▶ _Source data_:

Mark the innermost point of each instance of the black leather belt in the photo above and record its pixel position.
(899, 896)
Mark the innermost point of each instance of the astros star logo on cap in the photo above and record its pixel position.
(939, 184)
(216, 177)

▶ _Assigned task_:
Repeat the material above in full. Match it exactly.

▶ _Result_:
Mark the innermost point of each instance of the black leather belt in the photo above and record its pixel position.
(899, 896)
Mark the innermost point of each instance of the astros star logo on cap in the photo above and record its pixel position.
(939, 184)
(216, 177)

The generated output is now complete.